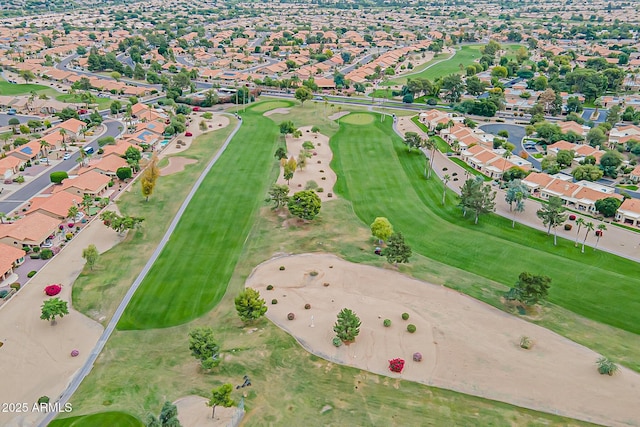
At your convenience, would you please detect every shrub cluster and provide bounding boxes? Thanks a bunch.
[389,358,405,373]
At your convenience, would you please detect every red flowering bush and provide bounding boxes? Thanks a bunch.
[44,284,62,296]
[389,358,405,373]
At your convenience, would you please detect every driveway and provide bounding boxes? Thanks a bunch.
[0,113,40,126]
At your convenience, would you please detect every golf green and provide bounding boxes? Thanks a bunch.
[116,103,283,330]
[48,411,143,427]
[340,113,374,125]
[330,113,640,334]
[250,101,291,113]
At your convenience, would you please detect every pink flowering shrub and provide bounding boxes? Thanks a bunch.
[389,358,405,373]
[44,284,62,296]
[413,352,422,362]
[70,350,79,357]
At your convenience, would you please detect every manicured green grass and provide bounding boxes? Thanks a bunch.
[340,112,374,125]
[49,411,143,427]
[56,93,111,110]
[0,78,53,96]
[368,88,395,99]
[331,113,640,335]
[617,184,639,191]
[116,103,288,330]
[249,100,291,113]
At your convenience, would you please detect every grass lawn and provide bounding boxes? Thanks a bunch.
[331,114,640,336]
[56,93,112,110]
[450,157,492,181]
[49,411,143,427]
[385,45,482,86]
[0,78,56,96]
[57,103,638,426]
[116,103,288,330]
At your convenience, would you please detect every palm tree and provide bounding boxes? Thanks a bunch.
[594,224,607,250]
[67,205,78,220]
[512,192,525,228]
[59,129,67,151]
[501,149,512,178]
[39,140,50,157]
[451,140,460,153]
[581,221,595,253]
[0,212,7,224]
[77,149,87,167]
[442,174,450,205]
[424,137,437,179]
[574,217,585,247]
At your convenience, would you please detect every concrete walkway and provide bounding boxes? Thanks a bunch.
[396,116,640,263]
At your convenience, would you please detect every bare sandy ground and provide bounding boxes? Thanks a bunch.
[160,157,197,176]
[174,395,236,427]
[276,126,336,202]
[263,107,291,117]
[246,253,640,427]
[161,113,230,157]
[328,111,350,121]
[1,207,124,426]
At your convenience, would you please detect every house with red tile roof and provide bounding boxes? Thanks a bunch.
[0,212,61,249]
[52,118,86,138]
[0,243,26,281]
[80,155,128,178]
[0,156,23,180]
[53,171,111,197]
[616,198,640,226]
[25,191,79,220]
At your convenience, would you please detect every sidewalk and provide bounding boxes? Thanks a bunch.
[395,116,640,263]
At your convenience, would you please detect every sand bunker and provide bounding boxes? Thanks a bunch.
[160,157,197,176]
[1,211,124,426]
[276,126,336,202]
[263,107,291,117]
[174,395,236,427]
[246,253,640,427]
[328,111,350,121]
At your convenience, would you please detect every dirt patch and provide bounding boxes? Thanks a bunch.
[328,111,350,121]
[174,395,237,427]
[263,107,291,117]
[246,253,640,427]
[161,113,230,157]
[276,126,336,202]
[160,157,197,176]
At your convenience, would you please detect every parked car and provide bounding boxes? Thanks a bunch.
[78,109,88,114]
[85,131,94,136]
[83,146,95,155]
[192,106,201,112]
[7,108,16,115]
[63,153,71,160]
[185,131,193,137]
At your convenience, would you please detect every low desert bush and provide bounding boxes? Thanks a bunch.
[413,352,422,362]
[383,319,391,327]
[27,271,37,278]
[309,270,318,277]
[266,285,274,290]
[279,265,285,271]
[287,312,295,320]
[304,303,311,309]
[407,324,417,333]
[389,358,405,373]
[44,284,62,296]
[10,283,20,291]
[271,299,278,305]
[0,290,8,299]
[564,224,572,231]
[401,312,410,320]
[332,337,342,347]
[40,249,53,260]
[520,336,532,349]
[596,357,618,376]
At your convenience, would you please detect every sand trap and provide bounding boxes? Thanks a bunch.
[276,126,336,202]
[328,111,350,121]
[263,107,291,117]
[1,208,124,426]
[160,157,197,176]
[246,254,640,427]
[161,113,230,157]
[174,395,237,427]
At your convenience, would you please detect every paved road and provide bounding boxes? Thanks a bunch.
[37,115,242,427]
[261,90,427,112]
[0,113,40,126]
[0,120,122,214]
[478,123,540,169]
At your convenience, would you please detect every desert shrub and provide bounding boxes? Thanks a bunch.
[266,284,274,290]
[520,336,532,349]
[279,265,285,271]
[44,284,62,296]
[309,270,318,277]
[407,324,417,333]
[65,233,73,240]
[564,224,572,230]
[70,349,79,357]
[327,193,333,198]
[27,271,36,278]
[32,246,40,253]
[10,283,20,291]
[304,303,311,309]
[202,112,213,119]
[37,396,50,404]
[323,282,330,287]
[287,312,295,320]
[321,176,326,180]
[0,290,8,298]
[0,341,3,347]
[332,337,342,347]
[383,319,391,327]
[305,180,319,190]
[596,357,618,376]
[569,214,576,220]
[50,171,68,184]
[271,299,278,305]
[389,358,405,373]
[401,312,410,320]
[40,249,53,260]
[302,141,314,150]
[30,253,41,259]
[317,187,324,192]
[413,352,422,362]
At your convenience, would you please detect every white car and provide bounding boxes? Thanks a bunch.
[63,153,71,160]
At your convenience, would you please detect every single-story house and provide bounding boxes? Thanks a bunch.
[0,242,26,281]
[0,212,61,249]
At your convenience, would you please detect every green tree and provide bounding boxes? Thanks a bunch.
[188,327,220,370]
[441,173,450,205]
[8,118,20,134]
[266,184,290,210]
[403,131,422,152]
[572,164,603,181]
[294,86,313,106]
[234,288,267,323]
[556,149,574,167]
[370,217,393,243]
[594,197,621,218]
[116,167,133,180]
[40,297,69,325]
[382,232,412,265]
[599,150,623,178]
[536,196,568,245]
[574,217,585,247]
[459,177,496,224]
[207,384,236,419]
[581,221,595,253]
[110,100,122,116]
[333,308,361,343]
[441,74,464,103]
[586,127,606,147]
[50,171,68,184]
[145,401,181,427]
[19,70,35,83]
[67,205,78,220]
[465,76,486,96]
[274,147,287,160]
[279,120,296,140]
[124,146,142,172]
[505,272,551,306]
[504,179,529,211]
[287,190,321,220]
[594,223,607,250]
[82,244,99,271]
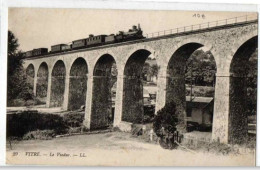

-*-*-

Copy the records exactly. Skip the pictures.

Exercise solution ->
At your convenience, would you please detect every shrub cluster and provide bounding boxes? Thanks a bunch.
[389,358,405,373]
At your convenience, would you please detect every red flowering bush and provide bounding boxes? Thanks a bunch.
[44,284,62,296]
[389,358,405,373]
At your convenience, would you please detect every driveway and provide bounding boxes? Thanks a bunch.
[0,113,40,126]
At your convenience, would you please detect every golf green and provide bounding boxes? Thanks a bunch.
[116,103,283,330]
[48,411,143,427]
[340,113,374,125]
[330,113,640,334]
[250,101,291,113]
At your convenience, would you please detect every pink flowering shrub and provide bounding boxes? Thanks a bunch.
[389,358,405,373]
[44,284,62,296]
[413,352,422,362]
[70,350,79,357]
At your convenience, would you please detect every manicured green grass and provide bounding boxes? Thanks a bunch.
[340,112,374,125]
[49,411,143,427]
[56,93,111,110]
[0,78,53,96]
[368,88,395,99]
[331,113,640,335]
[617,184,639,191]
[116,103,288,330]
[249,100,291,113]
At your convenience, would you please detect every grass lawn and provide bounding boxes? Thanks a bunch.
[331,114,640,336]
[56,93,112,110]
[450,157,492,181]
[49,411,143,427]
[385,45,482,86]
[0,78,56,96]
[57,103,638,426]
[116,103,288,330]
At your convenience, would you please detect every palm tree and provide bounding boxes? Thanks a bunch.
[594,224,607,250]
[67,205,78,220]
[512,192,525,228]
[59,129,67,151]
[501,149,512,178]
[39,140,50,157]
[451,140,460,153]
[581,221,595,253]
[0,212,7,224]
[77,149,87,167]
[442,174,450,205]
[424,137,437,179]
[574,217,585,247]
At your convenience, would you please detect every concrete walkway and provide bounding boxes? Thanks a bunch.
[396,116,640,263]
At your convenience, would you please detect every bare sandy ground and provide bounding boxes? Thanks a bunch.
[160,157,197,176]
[174,395,236,427]
[276,126,336,202]
[263,107,291,117]
[246,253,640,427]
[161,113,230,157]
[328,111,350,121]
[1,207,124,426]
At your convenience, would you please detect every house with red tile roof and provide bounding boxes? Thanks a bunch.
[0,212,61,249]
[52,118,86,138]
[0,243,26,281]
[80,155,128,178]
[0,156,23,180]
[53,171,111,197]
[616,198,640,226]
[25,191,79,220]
At your convenience, would you please detect every sidewalk and provide bounding boxes? Thanks a bunch.
[395,116,640,263]
At your convenience, would you please detect every sand bunker and provide bounding boxes? Thanks a bunch.
[160,157,197,176]
[1,211,124,426]
[276,126,336,202]
[263,107,291,117]
[174,395,236,427]
[246,253,640,427]
[328,111,350,121]
At your convenience, would you please detect every dirt patch and provide bounding boxes? Thanks a bunch.
[328,111,350,121]
[174,395,237,427]
[263,107,291,117]
[246,253,640,427]
[161,113,230,157]
[276,126,336,202]
[160,157,197,176]
At your convenience, would you please detect every parked car and provide bounding boxes? Thanks a bunch.
[78,109,88,114]
[85,131,94,136]
[83,146,95,155]
[192,106,201,112]
[7,108,16,115]
[63,153,71,160]
[185,131,193,137]
At your convenience, would you please detect every low desert bush and provide bounding boxes? Thanks a bunch.
[413,352,422,362]
[383,319,391,327]
[27,271,37,278]
[309,270,318,277]
[266,285,274,290]
[279,265,285,271]
[287,312,295,320]
[304,303,311,309]
[407,324,417,333]
[389,358,405,373]
[44,284,62,296]
[10,283,20,291]
[271,299,278,305]
[0,290,8,299]
[564,224,572,231]
[401,312,410,320]
[332,337,342,347]
[40,249,53,260]
[520,336,532,349]
[596,357,618,376]
At your convenience, would you please detect every sand trap and provide bounding boxes? Thanks a bunch.
[276,126,336,202]
[328,111,350,121]
[263,107,291,117]
[1,208,124,426]
[160,157,197,176]
[246,254,640,427]
[161,113,230,157]
[174,395,237,427]
At your convenience, would you please detect every paved road and provide bounding boxes? Thanks a bunch.
[37,115,242,427]
[261,90,427,112]
[0,113,40,126]
[0,120,122,214]
[478,123,540,169]
At your convenience, would you please detect every desert shrub and provide bounding boxes? Thanks a bunch.
[266,284,274,290]
[520,336,532,349]
[279,265,285,271]
[44,284,62,296]
[309,270,318,277]
[407,324,417,333]
[65,233,73,240]
[564,224,572,230]
[70,349,79,357]
[327,193,333,198]
[27,271,36,278]
[32,246,40,253]
[10,283,20,291]
[304,303,311,309]
[202,112,213,119]
[37,396,50,404]
[323,282,330,287]
[287,312,295,320]
[321,176,326,180]
[0,290,8,298]
[0,341,3,347]
[332,337,342,347]
[383,319,391,327]
[305,180,319,190]
[596,357,618,376]
[569,214,576,220]
[50,171,68,184]
[271,299,278,305]
[389,358,405,373]
[401,312,410,320]
[40,249,53,260]
[302,141,314,150]
[30,253,41,259]
[317,187,324,192]
[413,352,422,362]
At your convenience, would you please detect every white car and provide bounding boxes? Thanks a bunch.
[63,153,71,160]
At your convenience, would you please detect every single-story house and provide bounding boxes? Thanks a bunch.
[0,242,26,281]
[0,212,61,249]
At your convenience, would you please detect every green tree and provide bounding boxes? Thanks a bunch.
[188,327,220,370]
[441,173,450,205]
[8,118,20,134]
[266,184,290,210]
[403,131,422,152]
[572,164,603,181]
[294,86,313,106]
[234,288,267,323]
[556,149,574,167]
[370,217,393,243]
[594,197,621,218]
[116,167,133,180]
[40,297,69,325]
[382,232,412,265]
[599,150,623,178]
[536,196,568,245]
[574,217,585,247]
[459,177,496,224]
[207,384,236,419]
[581,221,595,253]
[110,100,122,116]
[333,308,361,343]
[441,74,464,103]
[586,127,606,147]
[50,171,68,184]
[145,401,181,427]
[19,70,35,83]
[67,205,78,220]
[465,76,486,96]
[274,147,287,160]
[279,120,296,140]
[124,146,142,172]
[505,272,551,306]
[504,179,529,211]
[287,190,321,220]
[594,223,607,250]
[82,244,99,271]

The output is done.